◆ EXTRACT PROVIDED ◆

== == ==

Cardiovascular responses to apelin in two-kidney-one-clip hypertensive rats and its receptor expression in ischemic and non-ischemic kidneys.

BACKGROUND: Apelin and its receptor APJ have been shown to have beneficial effects on cardiovascular function. Apelin was shown to elicit hypotensive effects and also a positive inotropic effect on failing hearts. In this study, we investigated the effect of apelin on blood pressure and cardiac contractility in a two-kidney-one-clip (2K1C) hypertension model. We also assessed the changes in the level of apelin and some other hemodynamically effective hormones in serum and apelin receptor gene expression in nonischemic and ischemic kidneys.

METHODS: 2K1C was produced by placing a Plexiglas clip around the left renal artery. Four weeks later, blood pressure (BP) and cardiac indices of contractility were measured by power lab system. The sample venous blood was drawn from the jugular vein for biochemical variable measurements. The mRNA and protein level of APJ were determined in the kidneys by RT-PCR and Western blot methods respectively.

== == ==

◆ SUPPLIED MATERIAL ◆

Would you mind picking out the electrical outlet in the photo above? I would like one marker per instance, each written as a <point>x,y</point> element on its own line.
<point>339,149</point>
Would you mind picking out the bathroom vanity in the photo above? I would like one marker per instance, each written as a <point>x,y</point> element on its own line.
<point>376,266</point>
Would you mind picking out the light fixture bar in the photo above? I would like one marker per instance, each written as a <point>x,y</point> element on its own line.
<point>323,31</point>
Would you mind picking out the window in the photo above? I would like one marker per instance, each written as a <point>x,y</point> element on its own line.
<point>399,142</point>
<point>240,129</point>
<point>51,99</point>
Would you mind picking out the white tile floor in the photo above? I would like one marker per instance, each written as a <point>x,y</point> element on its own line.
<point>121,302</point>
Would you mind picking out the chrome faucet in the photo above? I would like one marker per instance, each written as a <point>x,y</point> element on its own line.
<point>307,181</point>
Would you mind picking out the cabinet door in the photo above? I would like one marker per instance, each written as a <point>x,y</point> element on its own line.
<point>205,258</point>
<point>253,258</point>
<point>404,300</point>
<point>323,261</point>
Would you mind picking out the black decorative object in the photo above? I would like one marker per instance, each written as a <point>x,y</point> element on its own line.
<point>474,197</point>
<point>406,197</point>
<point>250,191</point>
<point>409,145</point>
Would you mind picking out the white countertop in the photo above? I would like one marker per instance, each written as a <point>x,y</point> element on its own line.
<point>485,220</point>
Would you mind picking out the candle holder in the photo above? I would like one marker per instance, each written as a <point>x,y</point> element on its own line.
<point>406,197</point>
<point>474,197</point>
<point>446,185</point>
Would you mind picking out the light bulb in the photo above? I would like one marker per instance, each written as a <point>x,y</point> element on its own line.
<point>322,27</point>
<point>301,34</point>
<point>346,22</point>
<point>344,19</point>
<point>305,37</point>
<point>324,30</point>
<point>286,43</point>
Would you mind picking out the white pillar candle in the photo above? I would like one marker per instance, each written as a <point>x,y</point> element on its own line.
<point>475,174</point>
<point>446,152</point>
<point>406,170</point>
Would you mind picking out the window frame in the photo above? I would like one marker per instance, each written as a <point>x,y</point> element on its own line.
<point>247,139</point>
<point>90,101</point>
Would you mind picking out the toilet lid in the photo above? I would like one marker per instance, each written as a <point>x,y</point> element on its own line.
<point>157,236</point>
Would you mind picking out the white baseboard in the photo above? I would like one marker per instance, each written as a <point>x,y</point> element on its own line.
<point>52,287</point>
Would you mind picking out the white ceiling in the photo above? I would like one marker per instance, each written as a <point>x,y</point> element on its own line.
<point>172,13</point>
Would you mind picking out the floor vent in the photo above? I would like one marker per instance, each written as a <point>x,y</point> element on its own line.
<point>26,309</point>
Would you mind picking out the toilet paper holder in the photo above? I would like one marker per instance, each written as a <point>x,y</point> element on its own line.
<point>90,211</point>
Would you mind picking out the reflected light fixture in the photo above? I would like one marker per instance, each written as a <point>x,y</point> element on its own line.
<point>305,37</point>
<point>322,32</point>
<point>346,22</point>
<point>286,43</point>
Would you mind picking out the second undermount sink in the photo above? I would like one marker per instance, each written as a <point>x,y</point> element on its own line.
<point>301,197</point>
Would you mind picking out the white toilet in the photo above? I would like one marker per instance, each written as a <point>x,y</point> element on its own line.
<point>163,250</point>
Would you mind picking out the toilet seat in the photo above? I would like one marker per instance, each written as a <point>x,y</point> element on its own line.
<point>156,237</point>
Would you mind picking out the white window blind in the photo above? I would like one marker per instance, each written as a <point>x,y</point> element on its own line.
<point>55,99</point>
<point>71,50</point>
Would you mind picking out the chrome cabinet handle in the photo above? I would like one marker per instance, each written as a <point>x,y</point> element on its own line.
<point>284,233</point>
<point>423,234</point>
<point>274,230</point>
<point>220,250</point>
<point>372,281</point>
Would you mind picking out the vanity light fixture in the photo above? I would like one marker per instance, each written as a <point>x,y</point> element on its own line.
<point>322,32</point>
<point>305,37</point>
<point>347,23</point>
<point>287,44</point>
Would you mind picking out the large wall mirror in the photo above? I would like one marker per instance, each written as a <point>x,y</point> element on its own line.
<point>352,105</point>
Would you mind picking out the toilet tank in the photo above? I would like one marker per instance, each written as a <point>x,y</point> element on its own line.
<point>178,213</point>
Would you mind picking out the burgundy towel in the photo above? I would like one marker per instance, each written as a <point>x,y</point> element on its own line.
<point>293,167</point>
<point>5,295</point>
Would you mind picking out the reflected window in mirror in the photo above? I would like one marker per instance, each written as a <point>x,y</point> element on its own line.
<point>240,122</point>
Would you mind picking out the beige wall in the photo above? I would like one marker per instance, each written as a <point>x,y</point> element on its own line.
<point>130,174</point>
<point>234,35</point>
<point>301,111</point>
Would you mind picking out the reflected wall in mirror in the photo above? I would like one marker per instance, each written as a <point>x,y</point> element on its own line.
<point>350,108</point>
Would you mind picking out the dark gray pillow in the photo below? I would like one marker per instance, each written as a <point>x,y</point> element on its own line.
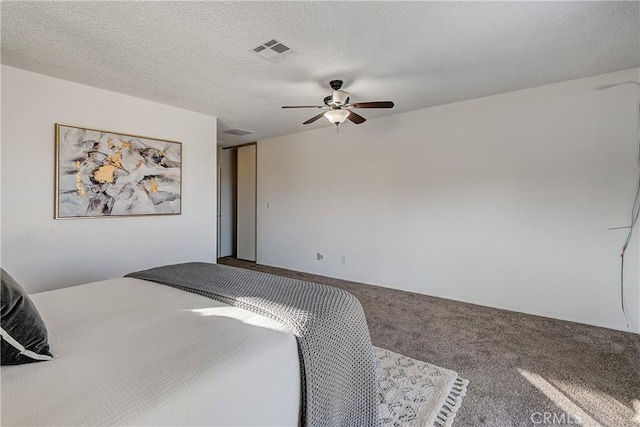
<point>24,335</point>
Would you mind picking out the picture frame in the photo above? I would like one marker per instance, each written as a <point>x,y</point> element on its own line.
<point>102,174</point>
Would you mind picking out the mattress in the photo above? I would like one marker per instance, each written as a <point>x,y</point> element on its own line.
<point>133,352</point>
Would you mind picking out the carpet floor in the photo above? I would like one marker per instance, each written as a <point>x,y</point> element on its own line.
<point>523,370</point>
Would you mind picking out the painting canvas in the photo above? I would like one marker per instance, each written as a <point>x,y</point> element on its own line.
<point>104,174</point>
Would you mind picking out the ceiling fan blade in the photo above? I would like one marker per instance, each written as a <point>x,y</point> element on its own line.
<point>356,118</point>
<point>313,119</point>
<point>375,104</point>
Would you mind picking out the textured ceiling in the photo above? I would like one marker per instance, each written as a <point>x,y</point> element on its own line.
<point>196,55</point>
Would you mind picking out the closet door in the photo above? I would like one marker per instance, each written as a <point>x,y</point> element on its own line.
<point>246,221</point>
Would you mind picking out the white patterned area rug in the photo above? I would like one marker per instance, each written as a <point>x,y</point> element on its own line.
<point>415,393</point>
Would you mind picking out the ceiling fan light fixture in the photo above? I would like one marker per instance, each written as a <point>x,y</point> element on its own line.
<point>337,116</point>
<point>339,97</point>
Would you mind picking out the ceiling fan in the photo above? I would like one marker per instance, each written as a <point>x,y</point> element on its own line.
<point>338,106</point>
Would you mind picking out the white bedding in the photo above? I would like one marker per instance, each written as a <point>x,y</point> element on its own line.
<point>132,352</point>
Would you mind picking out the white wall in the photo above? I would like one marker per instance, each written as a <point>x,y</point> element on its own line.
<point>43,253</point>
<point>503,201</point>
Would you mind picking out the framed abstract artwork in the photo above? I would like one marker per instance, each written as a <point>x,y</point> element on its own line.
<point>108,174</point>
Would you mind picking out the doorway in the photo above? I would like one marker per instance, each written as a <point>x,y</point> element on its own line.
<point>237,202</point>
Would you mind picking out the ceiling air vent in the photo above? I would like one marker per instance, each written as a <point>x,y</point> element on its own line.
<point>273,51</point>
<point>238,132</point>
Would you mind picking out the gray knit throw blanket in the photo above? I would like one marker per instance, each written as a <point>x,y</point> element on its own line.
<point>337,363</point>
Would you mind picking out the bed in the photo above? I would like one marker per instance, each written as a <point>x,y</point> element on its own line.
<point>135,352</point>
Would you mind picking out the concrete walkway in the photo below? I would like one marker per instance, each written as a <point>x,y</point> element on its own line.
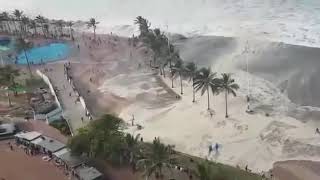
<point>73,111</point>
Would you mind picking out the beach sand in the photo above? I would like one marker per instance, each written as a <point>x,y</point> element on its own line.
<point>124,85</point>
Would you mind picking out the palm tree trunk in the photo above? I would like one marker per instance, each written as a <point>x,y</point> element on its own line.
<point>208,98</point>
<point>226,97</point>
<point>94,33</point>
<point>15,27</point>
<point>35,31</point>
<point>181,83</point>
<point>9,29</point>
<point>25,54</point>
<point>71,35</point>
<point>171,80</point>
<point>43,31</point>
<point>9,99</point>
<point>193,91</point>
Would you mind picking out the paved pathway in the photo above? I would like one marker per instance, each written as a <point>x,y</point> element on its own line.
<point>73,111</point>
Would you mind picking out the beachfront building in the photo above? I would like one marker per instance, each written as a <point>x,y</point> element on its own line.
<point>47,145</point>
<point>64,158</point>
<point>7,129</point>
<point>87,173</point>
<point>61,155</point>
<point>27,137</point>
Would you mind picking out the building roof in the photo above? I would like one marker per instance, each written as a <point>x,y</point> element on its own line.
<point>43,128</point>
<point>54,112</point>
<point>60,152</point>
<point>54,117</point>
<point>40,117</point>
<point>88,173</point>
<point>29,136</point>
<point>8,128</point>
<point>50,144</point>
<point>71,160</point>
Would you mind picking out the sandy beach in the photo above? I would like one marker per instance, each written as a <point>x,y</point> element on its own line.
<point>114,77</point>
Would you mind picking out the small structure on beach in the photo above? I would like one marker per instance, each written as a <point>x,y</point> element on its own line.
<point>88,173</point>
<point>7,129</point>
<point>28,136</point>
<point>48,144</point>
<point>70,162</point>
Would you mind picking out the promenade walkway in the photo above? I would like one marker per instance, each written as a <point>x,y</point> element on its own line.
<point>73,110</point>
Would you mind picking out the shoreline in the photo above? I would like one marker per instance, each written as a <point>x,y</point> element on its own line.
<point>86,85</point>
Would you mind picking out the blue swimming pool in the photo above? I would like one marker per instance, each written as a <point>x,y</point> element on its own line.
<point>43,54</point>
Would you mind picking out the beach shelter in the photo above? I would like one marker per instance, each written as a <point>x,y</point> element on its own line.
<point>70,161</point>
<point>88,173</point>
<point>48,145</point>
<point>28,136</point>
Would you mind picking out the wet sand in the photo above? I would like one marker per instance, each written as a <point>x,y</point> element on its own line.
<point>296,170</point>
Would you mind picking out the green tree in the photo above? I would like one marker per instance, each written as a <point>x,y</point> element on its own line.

== == ==

◆ TASK SET ◆
1. In the apelin abstract, how was the two-kidney-one-clip hypertension produced?
2. From the apelin abstract, retype the stretch from "BACKGROUND: Apelin and" through "and ischemic kidneys.".

◆ PROBLEM SOLUTIONS ◆
1. By placing a Plexiglas clip around the left renal artery.

2.
BACKGROUND: Apelin and its receptor APJ have been shown to have beneficial effects on cardiovascular function. Apelin was shown to elicit hypotensive effects and also a positive inotropic effect on failing hearts. In this study, we investigated the effect of apelin on blood pressure and cardiac contractility in a two-kidney-one-clip (2K1C) hypertension model. We also assessed the changes in the level of apelin and some other hemodynamically effective hormones in serum and apelin receptor gene expression in nonischemic and ischemic kidneys.